Problem details: Of the records that follow, copy only the lines from the line containing "For each <instance>, produce" to the line containing "box: [0, 0, 338, 567]", both included, exactly as written.

Entries shown:

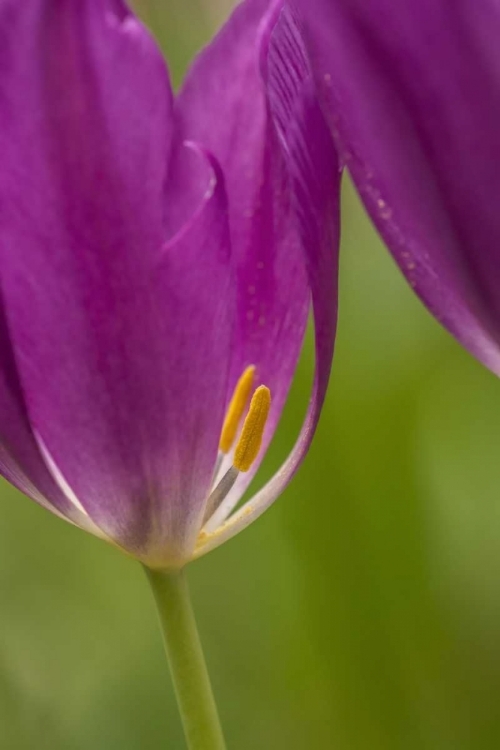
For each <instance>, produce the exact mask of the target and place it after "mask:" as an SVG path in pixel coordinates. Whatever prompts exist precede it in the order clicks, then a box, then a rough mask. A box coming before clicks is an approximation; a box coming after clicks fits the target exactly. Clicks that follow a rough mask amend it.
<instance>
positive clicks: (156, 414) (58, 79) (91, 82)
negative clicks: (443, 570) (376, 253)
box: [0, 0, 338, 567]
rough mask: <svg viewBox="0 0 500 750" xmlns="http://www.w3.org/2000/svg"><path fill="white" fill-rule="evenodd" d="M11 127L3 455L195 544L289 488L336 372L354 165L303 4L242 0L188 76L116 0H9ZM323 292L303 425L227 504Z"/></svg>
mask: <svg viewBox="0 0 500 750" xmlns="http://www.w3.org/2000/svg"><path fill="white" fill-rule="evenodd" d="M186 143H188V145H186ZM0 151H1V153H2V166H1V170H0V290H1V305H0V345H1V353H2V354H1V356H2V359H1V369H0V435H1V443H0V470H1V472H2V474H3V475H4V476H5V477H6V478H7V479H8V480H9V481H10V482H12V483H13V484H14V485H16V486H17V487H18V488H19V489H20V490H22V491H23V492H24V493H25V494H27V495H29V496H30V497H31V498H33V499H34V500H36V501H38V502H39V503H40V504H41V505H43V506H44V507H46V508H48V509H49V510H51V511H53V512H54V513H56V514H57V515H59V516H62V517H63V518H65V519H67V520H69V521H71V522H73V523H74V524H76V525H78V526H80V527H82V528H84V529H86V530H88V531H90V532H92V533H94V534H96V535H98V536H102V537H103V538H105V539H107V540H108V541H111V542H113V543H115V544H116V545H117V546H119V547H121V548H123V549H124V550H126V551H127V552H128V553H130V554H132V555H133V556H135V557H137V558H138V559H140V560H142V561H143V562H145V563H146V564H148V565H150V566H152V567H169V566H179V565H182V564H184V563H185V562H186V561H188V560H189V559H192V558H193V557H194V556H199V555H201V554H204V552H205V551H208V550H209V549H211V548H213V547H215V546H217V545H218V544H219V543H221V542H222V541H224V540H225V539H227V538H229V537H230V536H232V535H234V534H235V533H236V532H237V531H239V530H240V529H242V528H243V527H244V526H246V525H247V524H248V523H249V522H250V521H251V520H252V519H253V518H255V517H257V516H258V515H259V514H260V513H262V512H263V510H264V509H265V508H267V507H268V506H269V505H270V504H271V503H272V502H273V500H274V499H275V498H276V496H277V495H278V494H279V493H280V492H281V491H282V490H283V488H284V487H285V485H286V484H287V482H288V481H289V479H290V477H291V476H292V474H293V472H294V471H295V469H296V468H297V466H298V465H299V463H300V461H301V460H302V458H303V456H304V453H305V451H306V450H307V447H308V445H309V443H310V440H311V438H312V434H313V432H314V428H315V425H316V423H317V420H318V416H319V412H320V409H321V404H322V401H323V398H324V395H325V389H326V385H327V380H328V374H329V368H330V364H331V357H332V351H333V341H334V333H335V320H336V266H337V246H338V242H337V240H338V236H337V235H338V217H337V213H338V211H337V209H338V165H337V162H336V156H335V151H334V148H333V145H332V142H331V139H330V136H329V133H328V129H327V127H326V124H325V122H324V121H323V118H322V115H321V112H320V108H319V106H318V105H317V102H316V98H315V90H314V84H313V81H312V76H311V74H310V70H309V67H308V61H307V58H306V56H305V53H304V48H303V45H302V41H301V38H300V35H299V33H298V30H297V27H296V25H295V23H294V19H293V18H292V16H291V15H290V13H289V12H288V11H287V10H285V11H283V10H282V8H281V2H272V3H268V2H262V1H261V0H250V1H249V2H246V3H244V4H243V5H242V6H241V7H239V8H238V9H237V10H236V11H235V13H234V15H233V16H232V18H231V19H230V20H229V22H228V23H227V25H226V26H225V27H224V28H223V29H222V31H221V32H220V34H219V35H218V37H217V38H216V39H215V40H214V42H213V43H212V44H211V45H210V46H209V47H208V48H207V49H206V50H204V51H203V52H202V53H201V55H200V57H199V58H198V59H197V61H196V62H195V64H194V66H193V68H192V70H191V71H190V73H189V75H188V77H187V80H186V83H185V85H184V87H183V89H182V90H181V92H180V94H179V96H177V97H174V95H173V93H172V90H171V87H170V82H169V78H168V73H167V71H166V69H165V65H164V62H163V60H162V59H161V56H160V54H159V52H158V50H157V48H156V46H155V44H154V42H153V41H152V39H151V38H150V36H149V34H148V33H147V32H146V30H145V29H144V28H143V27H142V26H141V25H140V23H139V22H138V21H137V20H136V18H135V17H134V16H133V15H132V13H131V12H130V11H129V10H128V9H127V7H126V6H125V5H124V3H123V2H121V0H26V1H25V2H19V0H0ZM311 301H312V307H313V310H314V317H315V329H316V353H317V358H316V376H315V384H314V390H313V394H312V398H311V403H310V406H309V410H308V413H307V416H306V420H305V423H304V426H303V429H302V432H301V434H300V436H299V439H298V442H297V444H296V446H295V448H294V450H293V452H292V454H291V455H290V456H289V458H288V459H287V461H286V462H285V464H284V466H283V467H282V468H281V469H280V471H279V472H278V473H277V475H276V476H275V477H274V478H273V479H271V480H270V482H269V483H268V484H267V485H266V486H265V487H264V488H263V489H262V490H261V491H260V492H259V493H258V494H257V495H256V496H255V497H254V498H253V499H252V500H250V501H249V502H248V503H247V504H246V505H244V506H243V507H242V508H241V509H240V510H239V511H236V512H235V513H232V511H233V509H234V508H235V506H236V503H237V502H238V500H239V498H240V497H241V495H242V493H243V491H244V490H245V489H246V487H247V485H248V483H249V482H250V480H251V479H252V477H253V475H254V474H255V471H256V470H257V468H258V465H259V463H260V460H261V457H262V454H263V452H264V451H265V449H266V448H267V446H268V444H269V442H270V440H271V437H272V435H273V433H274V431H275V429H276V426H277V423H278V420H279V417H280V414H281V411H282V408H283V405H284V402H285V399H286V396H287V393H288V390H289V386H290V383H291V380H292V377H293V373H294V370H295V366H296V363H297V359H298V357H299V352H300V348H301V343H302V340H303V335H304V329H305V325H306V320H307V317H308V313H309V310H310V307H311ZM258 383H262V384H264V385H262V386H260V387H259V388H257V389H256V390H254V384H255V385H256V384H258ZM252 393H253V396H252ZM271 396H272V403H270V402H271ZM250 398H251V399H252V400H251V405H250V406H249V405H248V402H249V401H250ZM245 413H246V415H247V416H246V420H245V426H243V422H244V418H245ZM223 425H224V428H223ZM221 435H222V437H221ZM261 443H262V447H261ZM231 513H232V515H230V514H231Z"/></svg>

---

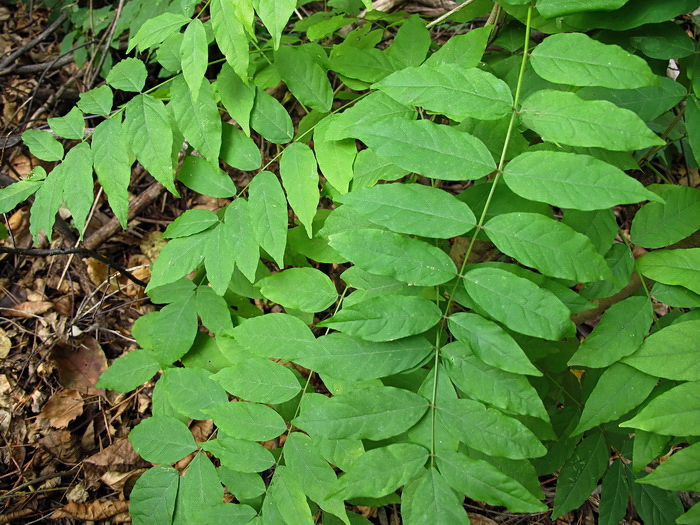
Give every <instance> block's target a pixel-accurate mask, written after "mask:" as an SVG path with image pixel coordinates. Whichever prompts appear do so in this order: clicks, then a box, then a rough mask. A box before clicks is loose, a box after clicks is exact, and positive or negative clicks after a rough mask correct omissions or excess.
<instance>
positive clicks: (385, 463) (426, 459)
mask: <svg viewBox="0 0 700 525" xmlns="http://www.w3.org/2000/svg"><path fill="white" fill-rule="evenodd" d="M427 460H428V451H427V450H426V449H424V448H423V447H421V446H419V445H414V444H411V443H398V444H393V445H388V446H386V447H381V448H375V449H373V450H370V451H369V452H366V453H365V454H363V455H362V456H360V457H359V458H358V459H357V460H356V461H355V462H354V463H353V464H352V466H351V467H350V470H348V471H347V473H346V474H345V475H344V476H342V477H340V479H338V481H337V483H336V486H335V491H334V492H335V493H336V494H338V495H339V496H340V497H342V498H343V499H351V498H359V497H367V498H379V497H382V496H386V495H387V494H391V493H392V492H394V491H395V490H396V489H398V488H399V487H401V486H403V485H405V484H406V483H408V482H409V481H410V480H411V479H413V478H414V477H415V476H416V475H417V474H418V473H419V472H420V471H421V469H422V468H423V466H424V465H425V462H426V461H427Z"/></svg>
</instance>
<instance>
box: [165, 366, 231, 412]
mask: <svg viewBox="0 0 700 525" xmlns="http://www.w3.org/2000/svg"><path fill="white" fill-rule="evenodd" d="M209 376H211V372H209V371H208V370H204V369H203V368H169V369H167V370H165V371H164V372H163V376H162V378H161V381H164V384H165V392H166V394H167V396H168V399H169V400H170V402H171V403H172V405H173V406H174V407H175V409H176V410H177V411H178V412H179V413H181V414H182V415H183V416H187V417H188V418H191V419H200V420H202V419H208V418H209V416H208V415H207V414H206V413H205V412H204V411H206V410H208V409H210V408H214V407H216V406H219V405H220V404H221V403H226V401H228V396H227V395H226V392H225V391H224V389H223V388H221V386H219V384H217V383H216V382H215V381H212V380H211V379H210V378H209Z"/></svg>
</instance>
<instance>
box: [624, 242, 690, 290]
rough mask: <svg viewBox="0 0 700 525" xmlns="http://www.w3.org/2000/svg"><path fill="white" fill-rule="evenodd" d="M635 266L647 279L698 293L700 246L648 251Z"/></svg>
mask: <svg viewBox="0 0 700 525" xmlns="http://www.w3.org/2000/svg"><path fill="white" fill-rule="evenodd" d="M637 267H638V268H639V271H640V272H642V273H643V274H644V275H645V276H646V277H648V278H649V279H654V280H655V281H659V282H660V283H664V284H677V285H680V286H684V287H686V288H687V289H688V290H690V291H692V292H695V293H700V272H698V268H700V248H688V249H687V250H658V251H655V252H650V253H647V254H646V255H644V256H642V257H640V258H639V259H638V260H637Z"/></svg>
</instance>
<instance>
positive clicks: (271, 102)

Your response:
For each <instance>, produce the exact mask of the target and place it after "mask:" as an SVG path in pixel coordinates. Whatever prompts exist precede it in the order clicks, then a box, then a rough mask. A box coming before clicks is an approximation; a box coming after clicks fits the target exactly. Clicks that follow a rough mask amend it.
<instance>
positive clicks: (156, 414) (58, 79) (91, 82)
negative clicks: (443, 570) (376, 253)
box: [0, 0, 338, 567]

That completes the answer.